[etnolinguistica] Recapitulando

Eduardo Rivail Ribeiro erribeir at MIDWAY.UCHICAGO.EDU
Thu Feb 6 18:13:50 UTC 2003


Prezado Andrés,

Acho que para discutir esse assunto é necessário que se lance mão de um
grande número de evidências; não é algo que se possa fazer em mensagens de
e-mail (mesmo porque não tenho tempo de repetir e repetir as evidências). É
por isso que há espaço para se divulgarem artigos na página do grupo. É
provável que você não os tenha lido (não o censuro; sei que cada um tem
coisas muito mais importantes a fazer). Mas, a menos que você os leia, não
dá para continuar essa discussão. Outra coisa: a sua relutância em aceitar
análises como as da Ludoviko, da Marília e da Luciana Dourado parece ter
mais a ver com sua resistência em admitir que sua análise possa estar furada
do que com qualquer outra coisa (conheço paralelos no caso do Tupi também).
Como disse, não há grandes vantagens na sua análise mesmo para o Mebengokre
(menos ainda para as demais línguas); no máximo, é uma análise equivalente
às demais, em termos de poder explicativo. Você não respondeu a nenhuma das
perguntas que lhe fiz até agora. Por isso acho que estamos andando em
círculos.

Reconheço que haja poucas evidências lexicais para o Macro-Jê. Mas as poucas
que há são muito sugestivas e merecem ser investigadas mais a fundo (não
ignoradas). O problema é que você dificilmente as verá, porque você parece
estar querendo reinventar a roda, ignorando que já havia gente trabalhando
nessas línguas antes de você. É o caso do Jê Meridional; você leu Henry? Se
leu, não entendeu, ou não conseguiu ligar as relações óbvias entre o que ele
diz sobre o Xokléng e o que temos em Kaingáng. Se você tivesse lido,
provavelmente não chegaria a muitas das conclusões errôneas que você
menciona abaixo.

Quanto à 'falta de evidências' para a existência dos prefixos em Jê, acho
curiosa. Porque, no fim das contas, haveria no mínimo tantas evidências para
considerá-los como prefixos, quanto para a sua análise em termos de lenição.
Portanto, acho que o seu apego à sua análise é antes um caso de menosprezo
pelo trabalho de outros colegas do que qualquer outra coisa. Já que você
fala de ingenuidade em outras análises (talvez em oposição à sofisticação da
sua própria), voltemos às aulinhas de morfologia: a sua relutância em
aceitar as consoantes iniciais como prefixos seria equivalente a não se
aceitar que cant- em cantar, por exemplo, seja a raiz do verbo, 'porque
afinal nunca achamos cant- isoladamente'.

Tarefa A ->
Na mensagem sobre prefixos em Jê, quais pessoas têm seu trabalho ou sua análise citados pelo remetente, sem contar o remetente nem o destinatário?
Tarefa B ->
Dê seguimento à mensagem sobre prefixos em Jê a partir da última frase apresentada.
As entradas provêm de outra fonte, sem relação com o documento.

Entradas ->
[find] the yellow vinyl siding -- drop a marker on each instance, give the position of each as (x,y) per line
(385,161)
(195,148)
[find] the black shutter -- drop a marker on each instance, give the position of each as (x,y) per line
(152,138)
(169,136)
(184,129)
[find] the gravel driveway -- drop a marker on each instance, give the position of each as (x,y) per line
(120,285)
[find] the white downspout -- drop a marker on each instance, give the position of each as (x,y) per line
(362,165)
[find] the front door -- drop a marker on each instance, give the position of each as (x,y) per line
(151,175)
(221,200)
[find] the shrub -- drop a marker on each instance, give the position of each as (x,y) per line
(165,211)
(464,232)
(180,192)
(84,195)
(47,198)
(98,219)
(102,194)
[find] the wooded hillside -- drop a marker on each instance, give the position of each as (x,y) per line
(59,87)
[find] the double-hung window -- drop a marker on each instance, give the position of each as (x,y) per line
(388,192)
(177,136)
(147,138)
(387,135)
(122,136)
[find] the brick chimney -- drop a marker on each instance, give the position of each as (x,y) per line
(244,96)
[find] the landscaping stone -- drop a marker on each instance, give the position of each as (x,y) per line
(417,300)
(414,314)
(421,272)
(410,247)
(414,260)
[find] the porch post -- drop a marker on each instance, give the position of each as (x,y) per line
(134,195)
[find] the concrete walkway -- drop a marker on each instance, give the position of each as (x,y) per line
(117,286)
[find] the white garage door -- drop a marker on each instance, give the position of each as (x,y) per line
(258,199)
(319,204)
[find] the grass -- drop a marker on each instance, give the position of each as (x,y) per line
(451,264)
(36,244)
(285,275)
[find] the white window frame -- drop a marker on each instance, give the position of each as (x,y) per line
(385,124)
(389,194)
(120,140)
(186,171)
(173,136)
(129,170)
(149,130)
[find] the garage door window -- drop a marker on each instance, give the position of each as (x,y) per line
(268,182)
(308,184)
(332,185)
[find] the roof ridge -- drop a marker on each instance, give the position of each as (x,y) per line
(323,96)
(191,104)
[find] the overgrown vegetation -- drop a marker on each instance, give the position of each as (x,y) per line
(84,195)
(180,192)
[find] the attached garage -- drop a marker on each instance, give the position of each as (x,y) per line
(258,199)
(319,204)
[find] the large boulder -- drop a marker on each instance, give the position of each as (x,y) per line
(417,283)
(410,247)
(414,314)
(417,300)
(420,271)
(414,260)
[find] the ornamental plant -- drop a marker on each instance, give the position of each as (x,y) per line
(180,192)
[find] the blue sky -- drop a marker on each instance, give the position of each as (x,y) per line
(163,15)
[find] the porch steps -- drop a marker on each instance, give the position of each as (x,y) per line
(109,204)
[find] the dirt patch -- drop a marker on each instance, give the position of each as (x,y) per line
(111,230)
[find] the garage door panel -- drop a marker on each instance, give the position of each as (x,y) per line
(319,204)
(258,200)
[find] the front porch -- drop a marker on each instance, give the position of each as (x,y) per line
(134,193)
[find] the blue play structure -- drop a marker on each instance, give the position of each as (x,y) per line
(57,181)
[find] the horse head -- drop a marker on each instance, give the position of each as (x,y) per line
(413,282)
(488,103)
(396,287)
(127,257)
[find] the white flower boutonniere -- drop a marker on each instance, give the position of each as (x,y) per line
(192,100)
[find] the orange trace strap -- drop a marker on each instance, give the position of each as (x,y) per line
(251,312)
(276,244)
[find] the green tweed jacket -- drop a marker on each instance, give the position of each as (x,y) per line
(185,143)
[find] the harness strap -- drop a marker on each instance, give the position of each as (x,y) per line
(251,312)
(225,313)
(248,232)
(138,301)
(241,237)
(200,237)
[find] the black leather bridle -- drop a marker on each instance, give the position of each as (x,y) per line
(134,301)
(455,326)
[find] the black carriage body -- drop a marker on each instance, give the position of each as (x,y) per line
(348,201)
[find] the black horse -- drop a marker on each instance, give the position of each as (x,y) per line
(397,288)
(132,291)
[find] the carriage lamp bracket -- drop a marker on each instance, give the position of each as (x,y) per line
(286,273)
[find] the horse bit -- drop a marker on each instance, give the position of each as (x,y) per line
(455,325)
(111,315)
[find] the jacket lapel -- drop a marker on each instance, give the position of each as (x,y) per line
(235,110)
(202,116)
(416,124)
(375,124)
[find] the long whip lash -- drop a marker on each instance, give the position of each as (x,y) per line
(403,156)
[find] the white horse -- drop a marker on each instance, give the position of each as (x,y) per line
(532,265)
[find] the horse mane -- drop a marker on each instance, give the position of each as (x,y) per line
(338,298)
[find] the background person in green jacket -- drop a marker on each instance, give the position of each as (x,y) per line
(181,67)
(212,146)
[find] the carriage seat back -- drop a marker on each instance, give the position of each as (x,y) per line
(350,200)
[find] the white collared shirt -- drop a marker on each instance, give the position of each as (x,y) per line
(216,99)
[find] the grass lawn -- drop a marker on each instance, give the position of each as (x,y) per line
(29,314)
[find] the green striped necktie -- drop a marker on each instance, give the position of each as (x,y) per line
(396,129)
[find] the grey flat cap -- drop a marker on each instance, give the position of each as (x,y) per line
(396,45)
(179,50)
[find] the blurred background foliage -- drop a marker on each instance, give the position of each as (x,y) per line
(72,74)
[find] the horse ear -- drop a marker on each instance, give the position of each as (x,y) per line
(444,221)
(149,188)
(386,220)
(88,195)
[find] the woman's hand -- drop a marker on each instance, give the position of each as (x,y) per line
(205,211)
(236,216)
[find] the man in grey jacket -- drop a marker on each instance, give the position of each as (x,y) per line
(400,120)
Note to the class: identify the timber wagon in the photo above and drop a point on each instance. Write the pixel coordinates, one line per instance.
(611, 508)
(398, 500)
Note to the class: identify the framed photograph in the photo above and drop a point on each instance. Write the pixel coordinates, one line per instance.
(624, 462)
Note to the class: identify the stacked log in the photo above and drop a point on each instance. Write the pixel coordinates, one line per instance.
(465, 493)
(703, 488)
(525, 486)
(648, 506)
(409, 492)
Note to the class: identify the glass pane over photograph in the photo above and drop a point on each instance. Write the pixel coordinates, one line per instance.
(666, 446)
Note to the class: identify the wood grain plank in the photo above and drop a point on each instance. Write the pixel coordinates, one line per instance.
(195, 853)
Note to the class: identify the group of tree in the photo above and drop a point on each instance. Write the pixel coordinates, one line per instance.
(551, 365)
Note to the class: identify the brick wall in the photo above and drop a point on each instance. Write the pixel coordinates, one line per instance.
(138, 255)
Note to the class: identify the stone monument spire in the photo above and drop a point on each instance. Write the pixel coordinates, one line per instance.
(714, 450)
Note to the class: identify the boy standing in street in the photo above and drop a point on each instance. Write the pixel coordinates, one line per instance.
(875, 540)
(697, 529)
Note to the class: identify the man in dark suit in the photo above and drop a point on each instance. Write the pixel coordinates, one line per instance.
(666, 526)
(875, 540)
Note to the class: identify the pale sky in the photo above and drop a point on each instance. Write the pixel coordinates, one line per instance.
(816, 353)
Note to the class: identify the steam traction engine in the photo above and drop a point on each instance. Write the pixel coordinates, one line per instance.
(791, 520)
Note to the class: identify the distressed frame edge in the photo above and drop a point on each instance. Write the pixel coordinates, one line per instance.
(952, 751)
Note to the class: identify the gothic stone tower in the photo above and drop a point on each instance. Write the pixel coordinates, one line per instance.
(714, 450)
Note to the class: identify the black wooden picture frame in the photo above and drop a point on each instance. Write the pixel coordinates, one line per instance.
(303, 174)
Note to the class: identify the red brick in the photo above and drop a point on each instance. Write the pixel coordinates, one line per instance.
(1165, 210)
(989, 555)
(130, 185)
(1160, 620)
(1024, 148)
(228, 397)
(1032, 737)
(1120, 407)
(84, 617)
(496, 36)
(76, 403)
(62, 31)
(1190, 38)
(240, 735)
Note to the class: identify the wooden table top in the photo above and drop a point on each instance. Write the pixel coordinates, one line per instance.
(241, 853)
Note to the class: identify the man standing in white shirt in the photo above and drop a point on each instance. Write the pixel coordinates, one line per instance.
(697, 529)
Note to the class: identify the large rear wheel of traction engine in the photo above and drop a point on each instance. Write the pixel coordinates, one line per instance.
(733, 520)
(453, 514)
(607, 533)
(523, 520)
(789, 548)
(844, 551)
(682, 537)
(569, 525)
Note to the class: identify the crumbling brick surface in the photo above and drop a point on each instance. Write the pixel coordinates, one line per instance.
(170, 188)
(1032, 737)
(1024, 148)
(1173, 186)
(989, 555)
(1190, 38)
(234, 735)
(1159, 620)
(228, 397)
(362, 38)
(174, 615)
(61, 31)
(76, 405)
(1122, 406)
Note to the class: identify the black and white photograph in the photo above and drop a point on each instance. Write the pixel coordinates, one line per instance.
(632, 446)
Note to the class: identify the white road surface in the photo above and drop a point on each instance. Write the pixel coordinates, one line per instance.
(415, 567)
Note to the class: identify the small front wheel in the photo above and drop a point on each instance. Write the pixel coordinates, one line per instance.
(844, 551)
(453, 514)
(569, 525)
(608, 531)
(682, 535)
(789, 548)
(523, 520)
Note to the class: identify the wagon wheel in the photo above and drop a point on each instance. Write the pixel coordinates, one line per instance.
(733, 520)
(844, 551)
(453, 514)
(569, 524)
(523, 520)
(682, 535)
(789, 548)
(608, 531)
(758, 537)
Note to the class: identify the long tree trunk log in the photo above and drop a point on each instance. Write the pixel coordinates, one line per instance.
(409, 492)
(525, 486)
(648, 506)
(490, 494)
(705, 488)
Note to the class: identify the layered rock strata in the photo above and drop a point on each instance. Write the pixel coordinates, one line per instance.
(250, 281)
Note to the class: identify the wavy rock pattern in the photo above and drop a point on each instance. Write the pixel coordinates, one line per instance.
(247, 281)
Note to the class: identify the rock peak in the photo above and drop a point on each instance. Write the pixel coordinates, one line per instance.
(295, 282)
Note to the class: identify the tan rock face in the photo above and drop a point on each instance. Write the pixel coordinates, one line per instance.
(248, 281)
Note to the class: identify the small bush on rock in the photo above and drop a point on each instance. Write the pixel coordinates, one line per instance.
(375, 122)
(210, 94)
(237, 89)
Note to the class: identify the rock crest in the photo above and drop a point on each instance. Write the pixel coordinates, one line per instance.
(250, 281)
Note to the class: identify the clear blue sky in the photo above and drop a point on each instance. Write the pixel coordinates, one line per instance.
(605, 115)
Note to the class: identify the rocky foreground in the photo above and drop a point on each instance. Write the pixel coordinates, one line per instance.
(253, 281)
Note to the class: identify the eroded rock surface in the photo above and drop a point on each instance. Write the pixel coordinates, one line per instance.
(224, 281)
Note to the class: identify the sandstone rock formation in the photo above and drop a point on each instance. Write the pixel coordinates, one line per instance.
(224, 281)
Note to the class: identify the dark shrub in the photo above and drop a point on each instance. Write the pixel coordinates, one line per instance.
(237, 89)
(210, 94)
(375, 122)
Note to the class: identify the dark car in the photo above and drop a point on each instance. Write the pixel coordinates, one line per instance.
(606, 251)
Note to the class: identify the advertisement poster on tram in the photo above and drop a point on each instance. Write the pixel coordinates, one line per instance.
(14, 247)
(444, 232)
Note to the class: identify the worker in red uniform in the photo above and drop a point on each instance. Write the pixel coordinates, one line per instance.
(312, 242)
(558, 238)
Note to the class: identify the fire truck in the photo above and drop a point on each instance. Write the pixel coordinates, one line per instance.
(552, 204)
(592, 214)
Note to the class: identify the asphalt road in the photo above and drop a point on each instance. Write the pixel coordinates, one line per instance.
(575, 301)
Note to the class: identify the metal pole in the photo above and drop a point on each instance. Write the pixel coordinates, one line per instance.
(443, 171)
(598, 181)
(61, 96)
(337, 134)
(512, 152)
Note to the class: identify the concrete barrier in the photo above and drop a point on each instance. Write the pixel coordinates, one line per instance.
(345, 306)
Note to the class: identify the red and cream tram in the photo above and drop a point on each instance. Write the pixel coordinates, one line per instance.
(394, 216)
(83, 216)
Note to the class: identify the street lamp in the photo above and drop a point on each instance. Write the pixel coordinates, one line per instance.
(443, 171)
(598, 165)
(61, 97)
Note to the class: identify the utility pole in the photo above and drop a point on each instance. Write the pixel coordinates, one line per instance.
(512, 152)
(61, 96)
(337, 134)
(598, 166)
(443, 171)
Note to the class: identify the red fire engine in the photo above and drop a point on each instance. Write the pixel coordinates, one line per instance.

Resposta escrita A ->
Ludoviko, Marília, Luciana Dourado e Henry.

Resposta escrita B ->
> sei nada. Mas fiquei muito mais empolgado com suas primeiras
> mensagens, em que voce falava dos "aplicativizadores nominais", do que
> com sua defesa da existencia de prefixos relacionais em Je. Acho que

O irônico é que sua empolgação não era, de fato, com a minha análise, mas
com a sua própria compreensão equivocada dela.

Mas gostei da idéia de compartilharmos algumas cervejas.
Abraço,
Eduardo


----- Original Message -----
From: "Andres P Salanova" <kaitire at mit.edu>
To: "Etnolingüística" <etnolinguistica at yahoogrupos.com.br>
Sent: Thursday, February 06, 2003 11:04 AM
Subject: Re: [etnolinguistica] Recapitulando


> Alô Eduardo
>
> Não se frustre; eu só pedi um esclarecimento e ganhei uma
> ofuscação. Se estou insistindo é porque os argumentos empíricos (se os
> há) não me convencem. E argumentar sobre bases conceituais só vai nos
> conduzir a mais frustrações, porque eu não compartilho sua idéia de
> que a análise diacrônica é "o panorama mais amplo", especialmente se a
> sincronia não é bem compreendida.
>
> Apesar do que Luciana e Marília e Ludoviko tenham falado, e do que eu
> mesmo me senti tentado a falar no passado, os "prefixos relacionais"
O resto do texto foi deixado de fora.